Update the listing below by changing every "dark jacket" to "black jacket" and keeping everything else unchanged. Leave the pictures out of your answer.

===== Data to use

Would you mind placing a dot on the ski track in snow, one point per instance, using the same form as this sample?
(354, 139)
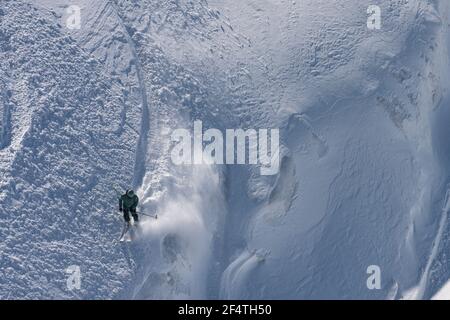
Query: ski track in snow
(364, 170)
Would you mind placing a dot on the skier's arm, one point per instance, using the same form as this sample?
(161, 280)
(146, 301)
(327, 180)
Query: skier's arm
(136, 202)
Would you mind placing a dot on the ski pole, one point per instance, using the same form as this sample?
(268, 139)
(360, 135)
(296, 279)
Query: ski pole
(148, 215)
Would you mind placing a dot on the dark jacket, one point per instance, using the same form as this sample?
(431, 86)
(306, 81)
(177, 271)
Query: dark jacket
(128, 203)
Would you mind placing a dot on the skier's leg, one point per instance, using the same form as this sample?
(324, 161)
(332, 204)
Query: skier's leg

==========

> **Response for this exercise**
Would you mind placing a dot on the ski track in snow, one point per instance, using the same form as this sample?
(354, 139)
Query: ski track in snow
(364, 170)
Would you mind placing a dot on the skier's arm, one point per instance, using the same form as this sample?
(161, 280)
(146, 301)
(327, 180)
Query: skier's arm
(136, 202)
Would you mind placing a dot on the ski pole, one point per instance, using the same form as this sample?
(268, 139)
(360, 135)
(296, 279)
Query: ski pole
(148, 215)
Would you mind placing a dot on the black jacket, one point per instance, using the same form as this sample?
(431, 86)
(306, 81)
(177, 271)
Query: black jacket
(128, 203)
Would you mind placing a dot on the skier's leg, one point per instance, using the same form as this sample?
(324, 161)
(332, 204)
Query: skier's leg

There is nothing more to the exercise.